## Pointing dataset excerpts

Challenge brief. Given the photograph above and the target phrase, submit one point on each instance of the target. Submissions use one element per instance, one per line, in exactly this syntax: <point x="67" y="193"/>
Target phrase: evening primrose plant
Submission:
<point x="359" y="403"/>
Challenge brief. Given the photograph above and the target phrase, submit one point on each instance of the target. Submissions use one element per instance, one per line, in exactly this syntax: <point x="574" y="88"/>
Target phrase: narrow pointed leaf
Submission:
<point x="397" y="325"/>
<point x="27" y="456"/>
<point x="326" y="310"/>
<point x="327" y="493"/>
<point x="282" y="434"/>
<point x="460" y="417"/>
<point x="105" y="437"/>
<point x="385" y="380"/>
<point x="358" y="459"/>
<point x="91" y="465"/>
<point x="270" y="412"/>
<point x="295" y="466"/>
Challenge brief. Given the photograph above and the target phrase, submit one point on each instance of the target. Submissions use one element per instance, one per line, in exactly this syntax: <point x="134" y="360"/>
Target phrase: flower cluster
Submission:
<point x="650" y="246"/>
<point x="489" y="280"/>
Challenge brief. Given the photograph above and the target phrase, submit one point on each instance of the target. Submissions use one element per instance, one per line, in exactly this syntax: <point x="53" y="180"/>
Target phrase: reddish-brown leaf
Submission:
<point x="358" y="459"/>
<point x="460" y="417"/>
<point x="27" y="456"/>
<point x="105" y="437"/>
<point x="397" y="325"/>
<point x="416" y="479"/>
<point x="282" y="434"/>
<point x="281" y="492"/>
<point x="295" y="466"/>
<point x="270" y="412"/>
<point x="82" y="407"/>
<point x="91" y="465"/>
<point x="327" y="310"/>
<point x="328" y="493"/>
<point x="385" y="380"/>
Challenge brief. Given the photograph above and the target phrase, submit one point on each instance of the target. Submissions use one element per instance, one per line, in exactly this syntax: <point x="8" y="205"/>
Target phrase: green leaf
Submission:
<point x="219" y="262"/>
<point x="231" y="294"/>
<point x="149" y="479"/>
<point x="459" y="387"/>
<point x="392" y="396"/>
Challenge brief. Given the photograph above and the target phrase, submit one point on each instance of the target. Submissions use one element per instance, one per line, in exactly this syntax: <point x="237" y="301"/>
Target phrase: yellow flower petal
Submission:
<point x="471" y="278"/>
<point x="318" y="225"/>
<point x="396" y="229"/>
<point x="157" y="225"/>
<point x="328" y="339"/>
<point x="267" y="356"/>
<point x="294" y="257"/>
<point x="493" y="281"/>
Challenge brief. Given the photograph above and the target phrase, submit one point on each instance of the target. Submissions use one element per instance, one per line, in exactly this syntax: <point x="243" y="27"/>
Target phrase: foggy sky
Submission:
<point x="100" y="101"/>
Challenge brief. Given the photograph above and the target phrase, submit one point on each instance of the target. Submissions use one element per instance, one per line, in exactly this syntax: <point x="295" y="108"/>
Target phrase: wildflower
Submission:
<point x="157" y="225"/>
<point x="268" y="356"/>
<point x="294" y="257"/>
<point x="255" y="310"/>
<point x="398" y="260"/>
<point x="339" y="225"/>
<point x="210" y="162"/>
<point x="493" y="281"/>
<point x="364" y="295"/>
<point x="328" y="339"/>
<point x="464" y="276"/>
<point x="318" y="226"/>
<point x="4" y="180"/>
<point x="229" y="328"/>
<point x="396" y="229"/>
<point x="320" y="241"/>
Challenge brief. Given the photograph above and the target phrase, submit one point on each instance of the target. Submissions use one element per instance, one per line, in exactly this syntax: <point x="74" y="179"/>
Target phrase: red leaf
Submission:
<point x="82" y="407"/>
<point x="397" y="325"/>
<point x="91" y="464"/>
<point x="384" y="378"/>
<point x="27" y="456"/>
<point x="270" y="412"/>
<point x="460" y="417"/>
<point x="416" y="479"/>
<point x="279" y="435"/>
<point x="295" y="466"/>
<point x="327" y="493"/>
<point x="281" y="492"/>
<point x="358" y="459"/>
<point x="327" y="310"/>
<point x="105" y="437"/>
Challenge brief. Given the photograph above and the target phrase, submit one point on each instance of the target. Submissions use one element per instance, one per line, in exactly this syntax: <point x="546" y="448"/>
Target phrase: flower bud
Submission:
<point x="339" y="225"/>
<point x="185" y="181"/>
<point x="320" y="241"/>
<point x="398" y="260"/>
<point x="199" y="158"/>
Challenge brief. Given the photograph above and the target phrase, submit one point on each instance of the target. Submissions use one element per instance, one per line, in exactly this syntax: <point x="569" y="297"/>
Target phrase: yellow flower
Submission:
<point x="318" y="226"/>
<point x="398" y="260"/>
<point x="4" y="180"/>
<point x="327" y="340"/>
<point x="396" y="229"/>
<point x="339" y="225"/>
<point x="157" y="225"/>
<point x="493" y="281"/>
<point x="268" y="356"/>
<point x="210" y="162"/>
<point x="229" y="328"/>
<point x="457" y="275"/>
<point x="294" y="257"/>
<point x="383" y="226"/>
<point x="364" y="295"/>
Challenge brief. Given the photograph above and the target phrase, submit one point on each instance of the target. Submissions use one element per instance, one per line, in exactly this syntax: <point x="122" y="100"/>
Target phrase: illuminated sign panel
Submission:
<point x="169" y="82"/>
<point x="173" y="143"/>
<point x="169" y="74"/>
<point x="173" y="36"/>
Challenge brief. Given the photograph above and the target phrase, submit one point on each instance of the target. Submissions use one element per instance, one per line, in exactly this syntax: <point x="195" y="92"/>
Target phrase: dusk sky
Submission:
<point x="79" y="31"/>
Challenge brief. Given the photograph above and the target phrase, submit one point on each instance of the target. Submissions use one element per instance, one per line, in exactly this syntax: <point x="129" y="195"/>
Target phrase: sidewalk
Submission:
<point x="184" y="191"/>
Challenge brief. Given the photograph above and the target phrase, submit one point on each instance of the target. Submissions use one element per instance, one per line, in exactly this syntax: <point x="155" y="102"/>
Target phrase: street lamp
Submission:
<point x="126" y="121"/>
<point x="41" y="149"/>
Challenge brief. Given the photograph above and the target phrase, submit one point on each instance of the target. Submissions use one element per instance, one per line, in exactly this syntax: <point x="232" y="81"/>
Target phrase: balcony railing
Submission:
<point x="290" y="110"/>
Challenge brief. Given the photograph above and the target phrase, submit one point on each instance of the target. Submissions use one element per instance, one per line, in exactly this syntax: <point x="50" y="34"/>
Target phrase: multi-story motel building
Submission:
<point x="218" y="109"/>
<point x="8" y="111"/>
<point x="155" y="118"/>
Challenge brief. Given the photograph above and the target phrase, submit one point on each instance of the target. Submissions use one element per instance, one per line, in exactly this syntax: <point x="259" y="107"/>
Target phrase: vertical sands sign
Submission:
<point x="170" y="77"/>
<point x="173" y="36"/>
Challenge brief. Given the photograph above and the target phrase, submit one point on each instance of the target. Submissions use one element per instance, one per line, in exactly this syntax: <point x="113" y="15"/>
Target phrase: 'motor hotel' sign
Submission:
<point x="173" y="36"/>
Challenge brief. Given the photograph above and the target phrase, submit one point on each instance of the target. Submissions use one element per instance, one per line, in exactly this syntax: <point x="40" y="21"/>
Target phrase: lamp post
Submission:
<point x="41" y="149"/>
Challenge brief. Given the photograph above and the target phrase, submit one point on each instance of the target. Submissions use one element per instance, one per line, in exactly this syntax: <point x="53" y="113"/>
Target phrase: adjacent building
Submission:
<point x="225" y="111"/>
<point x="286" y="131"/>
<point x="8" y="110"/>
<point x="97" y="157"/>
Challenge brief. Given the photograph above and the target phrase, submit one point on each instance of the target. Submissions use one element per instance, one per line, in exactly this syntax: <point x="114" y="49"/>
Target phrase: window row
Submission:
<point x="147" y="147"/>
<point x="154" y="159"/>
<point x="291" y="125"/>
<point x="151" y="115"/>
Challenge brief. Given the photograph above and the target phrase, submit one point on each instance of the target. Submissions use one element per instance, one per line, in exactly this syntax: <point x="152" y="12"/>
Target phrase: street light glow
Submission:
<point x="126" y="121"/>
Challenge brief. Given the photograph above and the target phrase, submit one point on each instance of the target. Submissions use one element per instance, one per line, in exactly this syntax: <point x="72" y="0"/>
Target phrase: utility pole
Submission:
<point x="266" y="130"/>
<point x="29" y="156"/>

## Requirement
Report each line of the records above that contains the word "building", copying every such line in full.

## Correct output
Target phrase: multi-story motel building
Target phrase: adjacent building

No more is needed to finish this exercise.